• Testo riportato
Vittorio Jannuzzi

Jannuzzi, il fotografo dei Vip: “Cerco l’anima attraverso lo scatto”

Da diversi anni, dal suo studio professionale sito a Vercelli, vedute, paesaggi sono il risultato di una professionalità acquisita nel tempo e temperata da una viva passione.

Ma i soggetti di Vittorio Jannuzzi, fotografo professionista, sono variegati; il suo occhio ed il suo obiettivo si concentra molti sui volti in un duplice soggetto e su una doppia caratteristica; volti di gente comune (il più delle volte prestano il proprio volto gli abitanti di Pisciotta, il suo paese natio) e moltissimi volti noti dello spettacolo, noi celebri della settimana arte dalla musica al cinema, dalla Letteratura al teatro alla televisione.

Gli scatti di Jannuzzi, destinati alle copertine dei maggiori settimanali di spettacolo, da Chi a Gente, da Diva e Donna, si pongono, nelle più volte dichiarate intenzioni di Jannuzzi, “di ricercare nel soggetto fotografato i tratti più intimi della sua personalità ed anche del loro talento”.

Una visione ed una concezione che sarebbe piaciuta ad un Carlo Levi o, prima di lui, ad un Ernesto De Martino, che anche solo dagli occhi della popolazione lucana si prefiggeva di tracciare gli elementi fisici ed addirittura spirituali di quella popolazione. Da Pisciotta, Vittorio Jannuzzi si è trasferito a Vercelli negli anni ottanta dopo aver vissuto nel capoluogo piemontese precedentemente con il fratello. Dopo aver frequentato le scuola a Losanna, in Svizzera, ha deciso di trasferirsi con la sua compagna da cui ha avuto un figlio. Il suo studio fotografico, tuttavia, è a Milano, dove, con diversi collaboratori, realizza e propone i suoi ormai celebri scatti.

-“Fare una fotografia vuol dire allineare la testa, l’occhio e il cuore. E’ un modo di vivere”, affermava Henri Cartier Bresson, soffermandosi sull’elemento oltre che emotivo, anche professionale ed empatico che il fotografo deve necessariamente possedere per realizzare un ritratto. Per Lei, Jannuzzi, che da molti anni ha il privilegio di avere nei suoi apprezzati soggetti, oltre paesaggi e soggetti naturali, anche illustre personalità del mondo dello spettacolo, del cinema e delle arti, questo enunciato vale doppio. Con che metodologia e soprattutto con quale empatia Lei ha intrapreso questo percorso?

• Contenuto dei record

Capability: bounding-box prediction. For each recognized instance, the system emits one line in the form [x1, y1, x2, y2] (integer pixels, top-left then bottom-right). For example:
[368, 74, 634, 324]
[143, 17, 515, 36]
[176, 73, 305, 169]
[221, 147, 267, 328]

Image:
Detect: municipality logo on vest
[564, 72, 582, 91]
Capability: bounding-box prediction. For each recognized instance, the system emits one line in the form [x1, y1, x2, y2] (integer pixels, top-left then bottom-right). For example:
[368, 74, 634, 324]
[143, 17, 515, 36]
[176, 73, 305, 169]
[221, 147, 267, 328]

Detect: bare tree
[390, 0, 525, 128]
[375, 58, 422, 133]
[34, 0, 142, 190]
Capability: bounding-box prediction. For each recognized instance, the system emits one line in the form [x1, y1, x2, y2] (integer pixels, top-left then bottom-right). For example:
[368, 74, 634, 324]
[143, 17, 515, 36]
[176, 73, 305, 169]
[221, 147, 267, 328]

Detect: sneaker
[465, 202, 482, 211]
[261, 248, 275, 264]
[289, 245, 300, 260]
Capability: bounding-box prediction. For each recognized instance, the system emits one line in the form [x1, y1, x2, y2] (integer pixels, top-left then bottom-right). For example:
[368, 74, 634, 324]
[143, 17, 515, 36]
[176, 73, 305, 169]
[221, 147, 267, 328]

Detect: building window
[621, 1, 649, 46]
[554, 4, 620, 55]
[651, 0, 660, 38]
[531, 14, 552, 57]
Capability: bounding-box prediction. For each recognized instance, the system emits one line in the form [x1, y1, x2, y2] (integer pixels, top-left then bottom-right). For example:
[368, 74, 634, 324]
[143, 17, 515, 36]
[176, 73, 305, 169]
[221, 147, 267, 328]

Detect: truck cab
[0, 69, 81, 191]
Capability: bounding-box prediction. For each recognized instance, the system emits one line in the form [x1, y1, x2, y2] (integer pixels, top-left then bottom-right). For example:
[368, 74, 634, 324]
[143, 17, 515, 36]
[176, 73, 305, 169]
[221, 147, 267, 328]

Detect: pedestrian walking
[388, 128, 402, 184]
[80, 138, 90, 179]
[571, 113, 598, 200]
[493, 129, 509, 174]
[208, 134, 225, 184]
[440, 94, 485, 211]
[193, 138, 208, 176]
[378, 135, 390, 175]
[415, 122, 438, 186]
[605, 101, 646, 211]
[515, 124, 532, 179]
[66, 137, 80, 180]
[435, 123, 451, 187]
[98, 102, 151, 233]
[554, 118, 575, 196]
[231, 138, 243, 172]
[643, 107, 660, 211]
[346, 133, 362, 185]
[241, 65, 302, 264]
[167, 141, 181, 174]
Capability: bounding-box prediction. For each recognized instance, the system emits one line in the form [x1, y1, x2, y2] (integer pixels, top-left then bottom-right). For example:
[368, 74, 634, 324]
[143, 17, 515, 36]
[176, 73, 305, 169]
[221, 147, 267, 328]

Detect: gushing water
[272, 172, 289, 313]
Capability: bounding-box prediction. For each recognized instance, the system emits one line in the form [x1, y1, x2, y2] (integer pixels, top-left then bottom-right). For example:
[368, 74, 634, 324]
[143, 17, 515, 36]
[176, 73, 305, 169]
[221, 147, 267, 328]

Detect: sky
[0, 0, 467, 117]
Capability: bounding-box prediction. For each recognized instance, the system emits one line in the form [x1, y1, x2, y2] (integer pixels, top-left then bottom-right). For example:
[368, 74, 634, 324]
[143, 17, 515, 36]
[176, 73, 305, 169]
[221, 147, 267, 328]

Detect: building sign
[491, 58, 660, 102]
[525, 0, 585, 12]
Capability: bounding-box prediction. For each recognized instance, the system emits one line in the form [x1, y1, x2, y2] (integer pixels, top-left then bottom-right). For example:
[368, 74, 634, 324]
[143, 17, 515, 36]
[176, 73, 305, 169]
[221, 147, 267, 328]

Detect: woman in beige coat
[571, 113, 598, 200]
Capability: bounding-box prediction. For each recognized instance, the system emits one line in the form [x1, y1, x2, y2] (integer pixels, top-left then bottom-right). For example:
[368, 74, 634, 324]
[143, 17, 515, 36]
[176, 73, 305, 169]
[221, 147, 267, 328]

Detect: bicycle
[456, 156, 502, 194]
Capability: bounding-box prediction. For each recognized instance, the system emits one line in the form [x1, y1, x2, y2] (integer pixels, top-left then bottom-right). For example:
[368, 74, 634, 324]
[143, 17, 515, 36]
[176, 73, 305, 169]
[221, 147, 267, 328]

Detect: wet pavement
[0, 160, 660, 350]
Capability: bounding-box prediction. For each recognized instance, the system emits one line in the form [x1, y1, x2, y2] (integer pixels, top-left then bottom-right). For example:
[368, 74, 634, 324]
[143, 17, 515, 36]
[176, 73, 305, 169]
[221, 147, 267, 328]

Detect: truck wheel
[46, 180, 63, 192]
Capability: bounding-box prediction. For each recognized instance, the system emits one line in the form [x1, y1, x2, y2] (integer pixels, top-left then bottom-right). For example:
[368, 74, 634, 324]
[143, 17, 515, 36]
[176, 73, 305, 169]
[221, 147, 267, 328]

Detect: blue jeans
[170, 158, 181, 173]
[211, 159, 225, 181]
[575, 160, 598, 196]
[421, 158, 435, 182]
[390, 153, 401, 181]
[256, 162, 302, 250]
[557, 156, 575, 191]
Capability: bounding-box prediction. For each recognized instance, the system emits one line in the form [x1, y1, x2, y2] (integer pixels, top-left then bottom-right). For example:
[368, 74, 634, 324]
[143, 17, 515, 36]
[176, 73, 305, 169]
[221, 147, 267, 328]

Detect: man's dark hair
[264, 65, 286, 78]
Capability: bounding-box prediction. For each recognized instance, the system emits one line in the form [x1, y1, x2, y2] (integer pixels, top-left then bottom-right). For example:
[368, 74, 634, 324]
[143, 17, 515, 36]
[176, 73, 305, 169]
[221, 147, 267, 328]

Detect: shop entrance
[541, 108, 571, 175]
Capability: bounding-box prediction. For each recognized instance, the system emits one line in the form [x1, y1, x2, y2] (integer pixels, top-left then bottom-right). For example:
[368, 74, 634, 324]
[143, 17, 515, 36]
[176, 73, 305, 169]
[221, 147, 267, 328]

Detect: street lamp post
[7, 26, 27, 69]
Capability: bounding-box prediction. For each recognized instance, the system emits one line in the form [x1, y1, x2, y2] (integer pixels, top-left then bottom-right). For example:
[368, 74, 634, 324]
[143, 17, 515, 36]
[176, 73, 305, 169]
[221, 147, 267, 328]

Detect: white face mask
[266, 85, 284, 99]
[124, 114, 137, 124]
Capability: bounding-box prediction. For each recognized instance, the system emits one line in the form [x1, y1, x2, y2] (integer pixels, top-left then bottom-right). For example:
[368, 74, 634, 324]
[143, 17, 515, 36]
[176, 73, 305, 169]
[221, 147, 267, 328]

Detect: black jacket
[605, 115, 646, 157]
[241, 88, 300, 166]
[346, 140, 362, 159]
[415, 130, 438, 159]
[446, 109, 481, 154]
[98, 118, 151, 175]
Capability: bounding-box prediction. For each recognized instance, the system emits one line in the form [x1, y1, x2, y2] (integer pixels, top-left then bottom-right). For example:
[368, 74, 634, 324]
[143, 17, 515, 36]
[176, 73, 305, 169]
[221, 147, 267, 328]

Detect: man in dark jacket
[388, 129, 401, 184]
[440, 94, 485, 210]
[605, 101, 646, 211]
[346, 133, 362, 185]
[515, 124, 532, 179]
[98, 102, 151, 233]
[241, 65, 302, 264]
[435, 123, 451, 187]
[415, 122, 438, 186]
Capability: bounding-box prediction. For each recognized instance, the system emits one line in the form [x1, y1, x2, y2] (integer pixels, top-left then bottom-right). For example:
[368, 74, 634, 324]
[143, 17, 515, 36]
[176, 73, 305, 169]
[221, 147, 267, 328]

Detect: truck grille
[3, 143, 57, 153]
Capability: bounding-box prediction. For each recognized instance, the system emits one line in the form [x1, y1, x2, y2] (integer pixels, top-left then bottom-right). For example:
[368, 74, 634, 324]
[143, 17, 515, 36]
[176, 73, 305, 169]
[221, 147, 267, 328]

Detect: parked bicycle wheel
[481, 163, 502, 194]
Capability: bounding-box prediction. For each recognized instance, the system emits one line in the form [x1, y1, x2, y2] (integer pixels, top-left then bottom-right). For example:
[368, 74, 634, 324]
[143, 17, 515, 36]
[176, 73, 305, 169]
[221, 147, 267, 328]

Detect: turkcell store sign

• Compiti
**1.** Secondo l'articolo sul fotografo Vittorio Jannuzzi, in quale città ha frequentato la scuola?
**2.** Elenca tutti i settimanali di spettacolo citati nell'articolo su Jannuzzi.
**3.** Scrivi il seguito dell'articolo sul fotografo Vittorio Jannuzzi, partendo subito dopo l'ultima frase.
I record sono materiale a parte e non hanno legami con il testo.

• Risposte ai compiti
**1.** A Losanna, in Svizzera.

**2.** Chi, Gente, Diva e Donna.

**3.**
Sono pienamente d’accorso con il pensiero di Henri Cartier Bresson; aggiungerei che, oltre un modo di vivere, la fotografia è un sentire. La fotografia è stata una conseguenza alle mie passioni fin da bambino, ero attratto dalla pittura dei maestri rinascimentali, la posizione dei soggetti, il taglio dell’immagine, le espressioni e soprattutto, il gioco di luci mi affascinavano. Allora, sognavo come realizzare tale bellezza, con una macchina fotografica, così decisi di frequentare una scuola di fotografia a Losanna.

Se dovesse sfogliare un immaginario album di ricordi fotografico, la prima foto che Le viene in mente che segna, in qualche modo, il suo esordio professionale e scientifico in questo mondo, quale sceglierebbe?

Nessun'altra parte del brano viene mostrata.